DATA SUPPLIED:
——

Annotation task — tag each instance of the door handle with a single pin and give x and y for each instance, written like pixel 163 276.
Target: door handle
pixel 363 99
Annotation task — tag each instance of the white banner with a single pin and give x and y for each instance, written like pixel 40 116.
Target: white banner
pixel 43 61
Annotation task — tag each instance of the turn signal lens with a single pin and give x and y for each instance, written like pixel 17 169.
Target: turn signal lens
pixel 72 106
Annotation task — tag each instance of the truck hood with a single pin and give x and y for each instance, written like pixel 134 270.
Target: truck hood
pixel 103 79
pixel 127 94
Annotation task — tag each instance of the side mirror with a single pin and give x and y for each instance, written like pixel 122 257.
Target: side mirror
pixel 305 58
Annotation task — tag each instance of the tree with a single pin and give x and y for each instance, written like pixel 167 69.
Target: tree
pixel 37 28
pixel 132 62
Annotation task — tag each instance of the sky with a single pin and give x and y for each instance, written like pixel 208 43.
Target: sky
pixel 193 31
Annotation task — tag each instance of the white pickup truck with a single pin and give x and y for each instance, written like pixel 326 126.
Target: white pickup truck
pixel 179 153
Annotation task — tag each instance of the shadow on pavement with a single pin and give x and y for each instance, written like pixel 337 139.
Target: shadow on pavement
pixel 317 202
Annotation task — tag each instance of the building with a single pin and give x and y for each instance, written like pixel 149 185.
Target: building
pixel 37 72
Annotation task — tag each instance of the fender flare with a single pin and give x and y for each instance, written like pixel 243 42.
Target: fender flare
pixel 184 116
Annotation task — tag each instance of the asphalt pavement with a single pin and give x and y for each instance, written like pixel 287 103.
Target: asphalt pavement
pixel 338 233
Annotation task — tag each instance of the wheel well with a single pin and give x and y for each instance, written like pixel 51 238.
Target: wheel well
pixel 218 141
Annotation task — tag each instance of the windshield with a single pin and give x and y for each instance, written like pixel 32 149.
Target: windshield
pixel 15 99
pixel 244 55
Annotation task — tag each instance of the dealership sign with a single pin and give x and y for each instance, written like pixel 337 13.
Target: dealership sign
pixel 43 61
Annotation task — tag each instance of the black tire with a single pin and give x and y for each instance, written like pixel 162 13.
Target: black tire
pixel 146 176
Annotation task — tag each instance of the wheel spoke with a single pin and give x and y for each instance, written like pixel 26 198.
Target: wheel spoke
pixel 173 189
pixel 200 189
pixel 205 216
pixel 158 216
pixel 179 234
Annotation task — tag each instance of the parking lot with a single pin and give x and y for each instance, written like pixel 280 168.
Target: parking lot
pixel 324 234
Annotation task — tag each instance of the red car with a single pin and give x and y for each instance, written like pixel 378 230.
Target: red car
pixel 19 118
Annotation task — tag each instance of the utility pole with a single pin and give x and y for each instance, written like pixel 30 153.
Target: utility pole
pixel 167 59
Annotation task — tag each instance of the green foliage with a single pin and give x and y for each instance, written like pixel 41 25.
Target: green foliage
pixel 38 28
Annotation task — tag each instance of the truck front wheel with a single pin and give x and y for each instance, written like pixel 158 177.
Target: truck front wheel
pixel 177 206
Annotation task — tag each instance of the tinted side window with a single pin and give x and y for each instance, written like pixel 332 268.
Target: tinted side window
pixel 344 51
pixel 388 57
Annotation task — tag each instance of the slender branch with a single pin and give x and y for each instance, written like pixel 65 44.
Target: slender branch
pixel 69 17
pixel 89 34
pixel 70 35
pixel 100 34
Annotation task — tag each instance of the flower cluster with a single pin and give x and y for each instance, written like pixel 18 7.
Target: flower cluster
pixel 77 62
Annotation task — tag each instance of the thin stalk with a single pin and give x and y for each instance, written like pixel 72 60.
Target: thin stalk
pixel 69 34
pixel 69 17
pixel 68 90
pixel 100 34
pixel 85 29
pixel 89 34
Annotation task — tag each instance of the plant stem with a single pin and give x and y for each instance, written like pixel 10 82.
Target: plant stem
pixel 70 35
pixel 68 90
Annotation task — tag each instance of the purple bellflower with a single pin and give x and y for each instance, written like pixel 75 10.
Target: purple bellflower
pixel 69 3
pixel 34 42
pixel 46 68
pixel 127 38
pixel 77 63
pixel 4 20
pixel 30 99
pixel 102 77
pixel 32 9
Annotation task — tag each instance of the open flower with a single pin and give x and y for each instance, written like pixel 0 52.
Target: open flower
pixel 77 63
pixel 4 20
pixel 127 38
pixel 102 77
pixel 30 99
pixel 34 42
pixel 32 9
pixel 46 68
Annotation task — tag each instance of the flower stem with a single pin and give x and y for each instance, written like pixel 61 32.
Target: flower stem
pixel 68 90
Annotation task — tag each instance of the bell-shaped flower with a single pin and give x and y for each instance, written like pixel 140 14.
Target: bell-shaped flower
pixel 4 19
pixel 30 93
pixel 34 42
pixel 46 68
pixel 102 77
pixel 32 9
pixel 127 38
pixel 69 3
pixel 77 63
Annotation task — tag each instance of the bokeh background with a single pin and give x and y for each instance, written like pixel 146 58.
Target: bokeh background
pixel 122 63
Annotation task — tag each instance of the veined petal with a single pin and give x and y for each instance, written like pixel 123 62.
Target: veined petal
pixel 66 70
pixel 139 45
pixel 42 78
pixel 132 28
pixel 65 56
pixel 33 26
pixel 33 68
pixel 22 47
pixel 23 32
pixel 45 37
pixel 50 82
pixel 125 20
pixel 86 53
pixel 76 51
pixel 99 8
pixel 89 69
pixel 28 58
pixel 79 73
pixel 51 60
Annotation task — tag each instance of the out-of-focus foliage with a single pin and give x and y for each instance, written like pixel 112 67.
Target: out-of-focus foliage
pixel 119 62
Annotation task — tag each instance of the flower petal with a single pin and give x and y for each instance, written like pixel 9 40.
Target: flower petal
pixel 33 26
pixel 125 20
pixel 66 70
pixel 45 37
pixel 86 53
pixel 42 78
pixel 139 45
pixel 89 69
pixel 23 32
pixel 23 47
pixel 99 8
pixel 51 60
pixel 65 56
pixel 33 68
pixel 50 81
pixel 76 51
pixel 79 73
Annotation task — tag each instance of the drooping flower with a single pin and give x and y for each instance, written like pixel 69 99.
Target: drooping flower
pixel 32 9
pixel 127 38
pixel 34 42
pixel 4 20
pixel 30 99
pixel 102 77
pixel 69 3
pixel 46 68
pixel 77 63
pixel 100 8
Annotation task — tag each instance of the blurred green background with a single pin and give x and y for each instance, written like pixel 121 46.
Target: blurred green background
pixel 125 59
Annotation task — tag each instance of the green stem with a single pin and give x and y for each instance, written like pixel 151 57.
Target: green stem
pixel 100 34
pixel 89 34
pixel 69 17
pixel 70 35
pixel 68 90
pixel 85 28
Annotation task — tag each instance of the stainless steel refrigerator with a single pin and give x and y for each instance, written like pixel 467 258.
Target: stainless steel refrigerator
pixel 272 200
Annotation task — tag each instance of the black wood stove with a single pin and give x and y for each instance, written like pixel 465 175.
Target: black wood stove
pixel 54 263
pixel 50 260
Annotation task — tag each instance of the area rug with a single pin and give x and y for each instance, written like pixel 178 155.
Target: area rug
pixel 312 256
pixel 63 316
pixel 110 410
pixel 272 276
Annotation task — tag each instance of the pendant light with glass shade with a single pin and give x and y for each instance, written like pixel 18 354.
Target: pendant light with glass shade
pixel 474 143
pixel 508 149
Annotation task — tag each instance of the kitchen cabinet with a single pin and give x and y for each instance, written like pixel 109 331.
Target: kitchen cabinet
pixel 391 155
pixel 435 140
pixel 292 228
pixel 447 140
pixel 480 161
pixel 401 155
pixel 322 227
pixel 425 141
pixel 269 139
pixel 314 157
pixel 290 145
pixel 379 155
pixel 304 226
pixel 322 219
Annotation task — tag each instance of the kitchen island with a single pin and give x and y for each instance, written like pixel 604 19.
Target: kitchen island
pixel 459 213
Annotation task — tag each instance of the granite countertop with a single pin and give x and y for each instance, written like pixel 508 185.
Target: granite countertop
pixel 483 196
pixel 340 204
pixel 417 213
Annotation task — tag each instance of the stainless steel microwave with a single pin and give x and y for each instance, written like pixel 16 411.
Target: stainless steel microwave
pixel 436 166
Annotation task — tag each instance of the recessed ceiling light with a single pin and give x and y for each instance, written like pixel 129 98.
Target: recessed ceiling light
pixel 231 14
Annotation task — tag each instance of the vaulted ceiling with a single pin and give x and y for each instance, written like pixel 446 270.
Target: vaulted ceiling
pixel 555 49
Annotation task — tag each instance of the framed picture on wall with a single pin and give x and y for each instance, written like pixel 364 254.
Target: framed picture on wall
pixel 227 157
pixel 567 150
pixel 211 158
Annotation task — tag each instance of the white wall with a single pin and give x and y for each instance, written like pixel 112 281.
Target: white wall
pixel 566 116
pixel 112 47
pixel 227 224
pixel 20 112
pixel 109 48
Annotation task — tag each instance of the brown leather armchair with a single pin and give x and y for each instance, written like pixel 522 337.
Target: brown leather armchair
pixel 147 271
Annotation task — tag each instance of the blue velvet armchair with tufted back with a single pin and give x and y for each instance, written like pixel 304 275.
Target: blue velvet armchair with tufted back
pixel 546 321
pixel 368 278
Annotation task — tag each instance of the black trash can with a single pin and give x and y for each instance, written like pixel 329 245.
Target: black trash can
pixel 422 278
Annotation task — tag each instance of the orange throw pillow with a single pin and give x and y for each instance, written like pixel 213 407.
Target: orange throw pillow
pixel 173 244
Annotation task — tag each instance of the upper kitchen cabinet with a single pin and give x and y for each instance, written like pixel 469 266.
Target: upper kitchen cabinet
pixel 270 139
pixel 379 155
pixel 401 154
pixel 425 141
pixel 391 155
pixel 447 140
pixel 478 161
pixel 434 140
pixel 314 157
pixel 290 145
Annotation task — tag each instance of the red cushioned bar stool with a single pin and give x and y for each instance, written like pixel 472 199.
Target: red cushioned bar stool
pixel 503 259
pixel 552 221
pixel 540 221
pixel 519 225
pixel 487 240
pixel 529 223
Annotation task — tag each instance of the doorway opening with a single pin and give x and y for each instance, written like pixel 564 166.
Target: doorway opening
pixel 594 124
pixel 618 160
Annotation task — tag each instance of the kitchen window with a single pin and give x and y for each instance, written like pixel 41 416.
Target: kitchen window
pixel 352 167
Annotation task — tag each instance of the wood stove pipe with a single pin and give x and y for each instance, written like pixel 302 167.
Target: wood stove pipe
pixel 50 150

——

WRITTEN TASK: Can you rewrite the rows in the stretch from the line containing "Annotation task — tag each instance of the red cushioned" through the end of the rows, replacing "kitchen window" with "dining room window" and leaving everything else unchanged?

RESULT OF THIS EXERCISE:
Annotation task — tag each instance of the red cushioned bar stool with a single pin and give x and y for each instance, written like pixel 472 199.
Target: red cushioned bar stool
pixel 503 259
pixel 552 221
pixel 540 221
pixel 519 225
pixel 487 240
pixel 529 223
Annotation task — tag each instance of the doorway opening with a single pin and give x and y for each instance, written like pixel 564 166.
Target: doorway opening
pixel 594 124
pixel 618 160
Annotation task — tag each instance of the dining room window with a single pin and give x and y for each instance, written like pixel 41 416.
Target: dining room window
pixel 352 167
Annotation task — tag each instance of the wood stove pipe with a single pin and give x and y for each instance, written like pixel 302 167.
Target: wood stove pipe
pixel 50 150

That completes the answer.